WORK REQUIRED: Copy the records below from their first line to the line with "x=415, y=151", both included. Leave the pictures out of your copy.

• • • • •

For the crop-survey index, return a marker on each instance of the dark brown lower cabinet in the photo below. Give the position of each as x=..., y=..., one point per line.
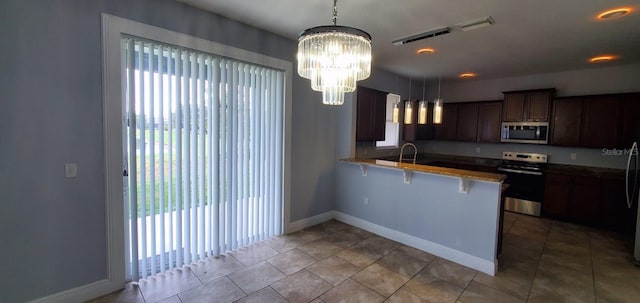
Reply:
x=585, y=200
x=615, y=213
x=556, y=195
x=589, y=200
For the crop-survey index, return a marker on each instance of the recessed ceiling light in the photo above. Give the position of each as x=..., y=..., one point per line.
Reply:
x=614, y=13
x=475, y=24
x=467, y=75
x=602, y=58
x=426, y=50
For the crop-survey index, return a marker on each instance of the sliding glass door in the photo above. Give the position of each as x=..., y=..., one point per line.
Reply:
x=203, y=146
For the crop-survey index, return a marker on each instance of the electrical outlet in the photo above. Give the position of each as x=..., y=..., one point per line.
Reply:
x=70, y=170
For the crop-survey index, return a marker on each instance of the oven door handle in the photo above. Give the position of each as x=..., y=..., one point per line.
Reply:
x=517, y=171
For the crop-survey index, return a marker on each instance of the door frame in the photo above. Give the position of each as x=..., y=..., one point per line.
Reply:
x=112, y=30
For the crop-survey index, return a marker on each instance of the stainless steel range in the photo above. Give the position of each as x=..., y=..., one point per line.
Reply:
x=525, y=176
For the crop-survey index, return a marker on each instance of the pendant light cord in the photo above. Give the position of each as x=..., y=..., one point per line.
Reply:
x=335, y=12
x=440, y=69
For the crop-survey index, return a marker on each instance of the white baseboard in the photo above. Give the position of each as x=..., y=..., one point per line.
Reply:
x=308, y=222
x=82, y=293
x=441, y=251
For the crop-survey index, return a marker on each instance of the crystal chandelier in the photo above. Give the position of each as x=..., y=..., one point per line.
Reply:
x=334, y=57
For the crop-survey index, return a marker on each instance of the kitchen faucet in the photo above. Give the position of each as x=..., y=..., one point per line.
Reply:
x=415, y=151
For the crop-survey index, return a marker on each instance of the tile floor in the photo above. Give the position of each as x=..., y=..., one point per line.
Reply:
x=542, y=261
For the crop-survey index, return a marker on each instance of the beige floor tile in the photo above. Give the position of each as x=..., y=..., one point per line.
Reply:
x=283, y=243
x=253, y=254
x=302, y=287
x=167, y=284
x=333, y=226
x=291, y=261
x=319, y=249
x=613, y=290
x=256, y=277
x=380, y=279
x=511, y=281
x=535, y=244
x=343, y=238
x=359, y=256
x=307, y=235
x=553, y=283
x=360, y=232
x=433, y=289
x=379, y=244
x=173, y=299
x=480, y=293
x=416, y=253
x=351, y=291
x=265, y=295
x=221, y=290
x=402, y=263
x=334, y=270
x=524, y=260
x=215, y=267
x=616, y=269
x=580, y=262
x=451, y=272
x=403, y=296
x=529, y=230
x=130, y=294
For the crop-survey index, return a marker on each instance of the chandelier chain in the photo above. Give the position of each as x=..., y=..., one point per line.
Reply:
x=335, y=12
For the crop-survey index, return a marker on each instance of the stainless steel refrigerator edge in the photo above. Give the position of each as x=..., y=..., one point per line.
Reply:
x=632, y=189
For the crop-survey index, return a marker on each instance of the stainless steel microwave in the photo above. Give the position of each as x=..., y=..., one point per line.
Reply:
x=525, y=132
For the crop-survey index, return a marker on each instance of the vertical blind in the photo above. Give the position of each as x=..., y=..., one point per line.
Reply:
x=204, y=154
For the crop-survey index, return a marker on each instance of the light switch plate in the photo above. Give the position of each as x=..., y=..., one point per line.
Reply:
x=70, y=170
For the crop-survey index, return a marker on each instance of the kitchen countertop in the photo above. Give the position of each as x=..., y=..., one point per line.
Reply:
x=453, y=172
x=425, y=157
x=597, y=172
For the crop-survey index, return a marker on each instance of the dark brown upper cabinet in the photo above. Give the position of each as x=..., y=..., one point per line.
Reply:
x=467, y=124
x=371, y=114
x=567, y=115
x=447, y=129
x=592, y=121
x=629, y=120
x=599, y=125
x=489, y=121
x=470, y=122
x=527, y=106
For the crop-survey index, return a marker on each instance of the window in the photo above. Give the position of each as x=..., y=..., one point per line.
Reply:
x=203, y=140
x=392, y=129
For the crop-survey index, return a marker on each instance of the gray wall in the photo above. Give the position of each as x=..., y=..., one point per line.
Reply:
x=53, y=229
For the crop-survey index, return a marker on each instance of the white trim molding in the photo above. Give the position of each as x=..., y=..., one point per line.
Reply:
x=82, y=293
x=436, y=249
x=308, y=222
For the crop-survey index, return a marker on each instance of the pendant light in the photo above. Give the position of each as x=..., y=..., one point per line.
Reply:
x=437, y=106
x=396, y=106
x=334, y=57
x=408, y=108
x=422, y=106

• • • • •

FINAL RESULT:
For the crop-survey index, return a marker on each instance of the dark brown lower cabinet in the photo below. Give the position of each as x=..., y=..., one point per line.
Reply:
x=585, y=200
x=615, y=213
x=556, y=195
x=589, y=200
For the crop-survey index, return a marker on each instance of the recessed ceiling light in the photo above. Give the position of each as x=..., y=..., one point per line.
Reply:
x=614, y=13
x=475, y=24
x=467, y=75
x=602, y=58
x=426, y=50
For the crop-survey index, return a marker on each instance of the sliding glass door in the photo above. Give the position of each as x=..., y=..., one point per line.
Reply:
x=203, y=146
For the crop-survey index, return a marker on each instance of the electrical outlet in the photo above. Give the position of each as x=..., y=..., one point per line.
Reply:
x=70, y=170
For the crop-survey index, return a marker on each instance of the oven door handle in the photo above. Give the position of each as x=..., y=..., one point per line.
Reply:
x=517, y=171
For the crop-survey index, return a marker on each instance of the door frame in the photo above. Give the position of each as x=..., y=..., one point per line.
Reply:
x=112, y=30
For the crop-survey index, return a marker on each instance of the stainless steel range in the photo above. Give the position of each as x=..., y=..., one point per line.
Reply:
x=525, y=176
For the crop-survey index, return a marker on each instance of the pendant light cord in the photo above. Give the position of each as x=..., y=..., one point per line.
Reply:
x=335, y=12
x=440, y=69
For the crop-survey index, return a marker on each instance of the white baseboard in the photo above. Give the position of each as x=..., y=..., one point per line.
Reply:
x=308, y=222
x=82, y=293
x=441, y=251
For the crop-survey index, return a marker on each instance of the crystal chandelier in the photo above. Give the position of each as x=..., y=..., one point per line.
Reply:
x=334, y=57
For the crop-survey index, return a marker on each instance of the kitchen faucet in the photo above. Give the position of each as x=..., y=..., one point per line.
Reply:
x=415, y=151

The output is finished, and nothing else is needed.